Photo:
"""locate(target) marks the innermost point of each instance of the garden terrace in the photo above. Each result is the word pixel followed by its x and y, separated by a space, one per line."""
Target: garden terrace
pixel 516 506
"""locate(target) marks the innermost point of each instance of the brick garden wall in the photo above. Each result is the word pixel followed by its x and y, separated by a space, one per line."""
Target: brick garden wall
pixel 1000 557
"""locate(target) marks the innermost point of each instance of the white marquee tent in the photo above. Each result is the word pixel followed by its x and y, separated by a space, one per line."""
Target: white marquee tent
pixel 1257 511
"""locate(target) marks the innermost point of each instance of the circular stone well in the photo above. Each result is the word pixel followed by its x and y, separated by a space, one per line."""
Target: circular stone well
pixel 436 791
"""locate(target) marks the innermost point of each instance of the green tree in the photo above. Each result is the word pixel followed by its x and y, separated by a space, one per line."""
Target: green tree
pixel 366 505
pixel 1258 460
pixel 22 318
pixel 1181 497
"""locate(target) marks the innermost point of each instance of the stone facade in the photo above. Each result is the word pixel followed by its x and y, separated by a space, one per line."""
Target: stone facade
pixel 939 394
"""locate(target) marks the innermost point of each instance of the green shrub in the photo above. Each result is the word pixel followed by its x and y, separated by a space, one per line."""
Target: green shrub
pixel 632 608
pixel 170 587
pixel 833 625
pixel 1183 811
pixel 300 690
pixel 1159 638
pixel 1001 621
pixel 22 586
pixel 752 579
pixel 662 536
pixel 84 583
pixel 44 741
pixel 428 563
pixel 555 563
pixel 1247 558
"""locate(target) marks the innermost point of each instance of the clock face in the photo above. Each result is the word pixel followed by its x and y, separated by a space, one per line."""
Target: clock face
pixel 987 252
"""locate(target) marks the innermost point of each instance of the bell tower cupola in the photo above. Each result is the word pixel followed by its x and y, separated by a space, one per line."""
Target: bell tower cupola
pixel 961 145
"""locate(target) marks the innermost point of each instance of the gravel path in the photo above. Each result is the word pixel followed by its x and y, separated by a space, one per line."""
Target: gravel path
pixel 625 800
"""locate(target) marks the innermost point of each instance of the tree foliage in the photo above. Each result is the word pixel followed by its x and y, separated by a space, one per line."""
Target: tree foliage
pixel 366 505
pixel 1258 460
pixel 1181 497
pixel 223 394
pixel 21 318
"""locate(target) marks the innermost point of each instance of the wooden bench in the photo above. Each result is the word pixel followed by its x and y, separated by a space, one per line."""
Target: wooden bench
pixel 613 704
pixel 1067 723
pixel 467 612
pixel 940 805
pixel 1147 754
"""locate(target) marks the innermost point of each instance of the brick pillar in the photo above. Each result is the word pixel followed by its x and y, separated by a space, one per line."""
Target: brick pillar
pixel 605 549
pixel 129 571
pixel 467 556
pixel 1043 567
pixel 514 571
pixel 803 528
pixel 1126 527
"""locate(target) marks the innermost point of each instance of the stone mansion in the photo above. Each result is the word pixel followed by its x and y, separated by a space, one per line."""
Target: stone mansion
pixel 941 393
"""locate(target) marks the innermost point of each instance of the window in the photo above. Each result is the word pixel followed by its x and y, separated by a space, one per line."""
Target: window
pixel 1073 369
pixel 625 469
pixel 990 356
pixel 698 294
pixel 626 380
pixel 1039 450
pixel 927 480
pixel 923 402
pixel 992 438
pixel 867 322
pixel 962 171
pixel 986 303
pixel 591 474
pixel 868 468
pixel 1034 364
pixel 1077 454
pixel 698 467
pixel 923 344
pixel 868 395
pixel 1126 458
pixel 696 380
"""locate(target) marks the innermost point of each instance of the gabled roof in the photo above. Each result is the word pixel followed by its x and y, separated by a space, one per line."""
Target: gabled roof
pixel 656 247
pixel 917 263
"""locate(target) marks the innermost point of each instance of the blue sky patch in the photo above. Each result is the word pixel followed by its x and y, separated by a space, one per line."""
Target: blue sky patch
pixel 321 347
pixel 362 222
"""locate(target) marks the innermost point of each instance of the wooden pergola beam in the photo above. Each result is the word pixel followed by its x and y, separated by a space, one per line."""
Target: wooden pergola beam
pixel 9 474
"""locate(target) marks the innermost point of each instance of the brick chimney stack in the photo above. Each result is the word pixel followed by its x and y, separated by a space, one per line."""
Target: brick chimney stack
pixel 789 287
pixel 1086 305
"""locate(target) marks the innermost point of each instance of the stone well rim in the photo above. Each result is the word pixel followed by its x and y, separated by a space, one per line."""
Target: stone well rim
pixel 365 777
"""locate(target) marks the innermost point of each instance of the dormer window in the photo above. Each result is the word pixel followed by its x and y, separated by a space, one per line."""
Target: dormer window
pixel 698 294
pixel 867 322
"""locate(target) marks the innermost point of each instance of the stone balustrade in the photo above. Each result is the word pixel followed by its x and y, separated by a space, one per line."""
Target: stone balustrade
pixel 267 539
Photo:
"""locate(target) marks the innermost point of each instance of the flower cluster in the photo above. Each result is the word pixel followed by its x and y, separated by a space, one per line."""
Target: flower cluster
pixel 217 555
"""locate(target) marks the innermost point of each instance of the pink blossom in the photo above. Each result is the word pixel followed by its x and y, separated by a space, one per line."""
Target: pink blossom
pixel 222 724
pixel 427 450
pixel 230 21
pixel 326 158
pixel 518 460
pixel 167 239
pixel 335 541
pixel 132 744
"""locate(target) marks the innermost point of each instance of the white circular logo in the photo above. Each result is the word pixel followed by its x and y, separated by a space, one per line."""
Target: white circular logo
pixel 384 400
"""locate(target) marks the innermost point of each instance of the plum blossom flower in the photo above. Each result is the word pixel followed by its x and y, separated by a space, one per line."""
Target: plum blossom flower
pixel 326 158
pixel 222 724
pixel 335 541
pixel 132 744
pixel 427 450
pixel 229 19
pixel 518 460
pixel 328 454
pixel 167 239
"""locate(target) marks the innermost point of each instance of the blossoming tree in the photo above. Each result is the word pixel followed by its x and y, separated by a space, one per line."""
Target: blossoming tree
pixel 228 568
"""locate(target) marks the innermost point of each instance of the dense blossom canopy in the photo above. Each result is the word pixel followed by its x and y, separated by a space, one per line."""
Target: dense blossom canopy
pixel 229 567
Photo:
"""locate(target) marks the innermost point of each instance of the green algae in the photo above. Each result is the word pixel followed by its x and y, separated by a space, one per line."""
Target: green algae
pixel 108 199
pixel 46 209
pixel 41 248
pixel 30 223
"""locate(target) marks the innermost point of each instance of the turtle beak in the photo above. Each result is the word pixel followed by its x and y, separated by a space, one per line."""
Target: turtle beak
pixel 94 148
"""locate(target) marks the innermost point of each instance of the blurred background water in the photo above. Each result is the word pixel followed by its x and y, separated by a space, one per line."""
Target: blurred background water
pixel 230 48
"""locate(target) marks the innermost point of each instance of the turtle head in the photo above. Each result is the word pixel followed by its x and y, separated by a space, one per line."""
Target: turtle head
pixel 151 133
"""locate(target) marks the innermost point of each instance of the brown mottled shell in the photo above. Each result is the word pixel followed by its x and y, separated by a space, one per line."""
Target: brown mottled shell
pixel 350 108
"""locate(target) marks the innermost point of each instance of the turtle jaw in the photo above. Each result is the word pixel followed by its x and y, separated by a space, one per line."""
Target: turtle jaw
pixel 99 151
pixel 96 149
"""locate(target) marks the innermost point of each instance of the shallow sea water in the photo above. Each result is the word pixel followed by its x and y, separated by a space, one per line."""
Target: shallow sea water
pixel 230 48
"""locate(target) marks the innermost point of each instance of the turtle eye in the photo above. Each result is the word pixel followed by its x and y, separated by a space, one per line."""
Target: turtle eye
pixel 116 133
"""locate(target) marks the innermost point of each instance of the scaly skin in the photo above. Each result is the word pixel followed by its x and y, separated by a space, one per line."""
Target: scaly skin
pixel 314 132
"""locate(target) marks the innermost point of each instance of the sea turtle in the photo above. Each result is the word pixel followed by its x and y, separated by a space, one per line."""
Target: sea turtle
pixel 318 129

____

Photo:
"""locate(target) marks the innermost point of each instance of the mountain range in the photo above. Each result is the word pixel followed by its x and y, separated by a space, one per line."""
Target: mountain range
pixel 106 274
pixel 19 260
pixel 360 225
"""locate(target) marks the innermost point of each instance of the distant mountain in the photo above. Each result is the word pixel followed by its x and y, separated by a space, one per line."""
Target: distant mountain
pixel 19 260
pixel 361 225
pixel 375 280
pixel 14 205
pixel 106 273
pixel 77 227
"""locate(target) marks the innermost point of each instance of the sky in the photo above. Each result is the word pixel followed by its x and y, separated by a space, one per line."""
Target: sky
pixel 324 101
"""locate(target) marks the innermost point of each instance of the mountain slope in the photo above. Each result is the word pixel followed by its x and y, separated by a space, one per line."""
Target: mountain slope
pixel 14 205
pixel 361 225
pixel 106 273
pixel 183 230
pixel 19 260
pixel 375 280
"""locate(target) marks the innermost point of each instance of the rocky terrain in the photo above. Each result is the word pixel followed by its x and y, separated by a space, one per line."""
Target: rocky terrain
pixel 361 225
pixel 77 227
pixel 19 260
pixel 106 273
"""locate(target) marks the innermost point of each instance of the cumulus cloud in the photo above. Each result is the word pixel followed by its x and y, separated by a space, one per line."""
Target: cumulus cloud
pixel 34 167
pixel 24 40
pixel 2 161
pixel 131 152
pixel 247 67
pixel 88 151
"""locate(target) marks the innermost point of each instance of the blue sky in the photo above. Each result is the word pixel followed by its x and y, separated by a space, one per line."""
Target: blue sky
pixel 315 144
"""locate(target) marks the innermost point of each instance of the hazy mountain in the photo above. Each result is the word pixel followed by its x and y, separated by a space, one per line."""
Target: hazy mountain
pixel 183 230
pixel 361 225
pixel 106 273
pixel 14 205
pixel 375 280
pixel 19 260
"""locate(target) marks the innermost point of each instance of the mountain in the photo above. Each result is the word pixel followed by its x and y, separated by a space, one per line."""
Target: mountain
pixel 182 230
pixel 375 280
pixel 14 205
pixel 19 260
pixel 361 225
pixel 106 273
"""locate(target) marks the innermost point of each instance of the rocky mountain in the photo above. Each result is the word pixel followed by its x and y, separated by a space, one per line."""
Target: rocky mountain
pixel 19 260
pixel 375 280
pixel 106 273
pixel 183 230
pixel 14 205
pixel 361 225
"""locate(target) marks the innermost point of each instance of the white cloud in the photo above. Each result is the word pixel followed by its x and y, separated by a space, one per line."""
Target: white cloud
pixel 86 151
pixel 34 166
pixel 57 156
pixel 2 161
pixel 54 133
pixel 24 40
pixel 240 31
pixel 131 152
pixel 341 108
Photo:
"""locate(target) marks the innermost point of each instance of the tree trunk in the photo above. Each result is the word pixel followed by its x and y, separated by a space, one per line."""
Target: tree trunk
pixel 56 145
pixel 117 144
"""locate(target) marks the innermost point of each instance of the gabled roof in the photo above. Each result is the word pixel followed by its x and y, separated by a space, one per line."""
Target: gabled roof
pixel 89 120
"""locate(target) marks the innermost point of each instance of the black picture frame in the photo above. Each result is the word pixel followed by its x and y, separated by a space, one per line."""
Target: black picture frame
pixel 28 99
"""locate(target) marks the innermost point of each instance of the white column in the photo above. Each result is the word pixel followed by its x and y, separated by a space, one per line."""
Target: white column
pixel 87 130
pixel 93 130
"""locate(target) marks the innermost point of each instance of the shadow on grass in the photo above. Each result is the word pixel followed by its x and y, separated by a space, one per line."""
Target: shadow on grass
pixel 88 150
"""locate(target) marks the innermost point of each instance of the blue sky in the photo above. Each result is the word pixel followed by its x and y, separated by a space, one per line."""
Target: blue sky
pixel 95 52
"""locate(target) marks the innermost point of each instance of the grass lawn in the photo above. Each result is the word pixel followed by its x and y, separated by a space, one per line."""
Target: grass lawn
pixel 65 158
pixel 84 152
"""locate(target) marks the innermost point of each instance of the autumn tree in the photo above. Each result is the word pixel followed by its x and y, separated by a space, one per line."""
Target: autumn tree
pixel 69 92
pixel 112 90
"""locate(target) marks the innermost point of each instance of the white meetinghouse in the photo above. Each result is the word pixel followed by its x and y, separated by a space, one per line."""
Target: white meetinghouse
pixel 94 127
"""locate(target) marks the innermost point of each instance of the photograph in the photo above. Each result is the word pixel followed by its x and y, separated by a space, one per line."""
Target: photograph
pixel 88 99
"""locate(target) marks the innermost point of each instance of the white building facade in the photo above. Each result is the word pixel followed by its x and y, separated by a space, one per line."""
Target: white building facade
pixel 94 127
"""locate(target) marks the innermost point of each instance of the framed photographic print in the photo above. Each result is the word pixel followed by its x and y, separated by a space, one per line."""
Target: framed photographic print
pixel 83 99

____

[Short task] Reproduce word for word the lines of the records above, beginning at the line containing "of the dense" and stopping after the line containing "pixel 30 223".

[Reply to the exercise]
"""locate(target) marks the innermost point of each instance of the dense blossom canopy in the photo above. Each result is the word pixel followed by its x and y, separated by a space, one per line."""
Target: dense blossom canopy
pixel 229 567
Photo:
"""locate(target) marks the innermost point of each instance of the green algae in the photo above. Each result is the word pixel followed by its x and y, separated by a space, one per line."""
Target: green algae
pixel 108 199
pixel 46 209
pixel 41 248
pixel 30 223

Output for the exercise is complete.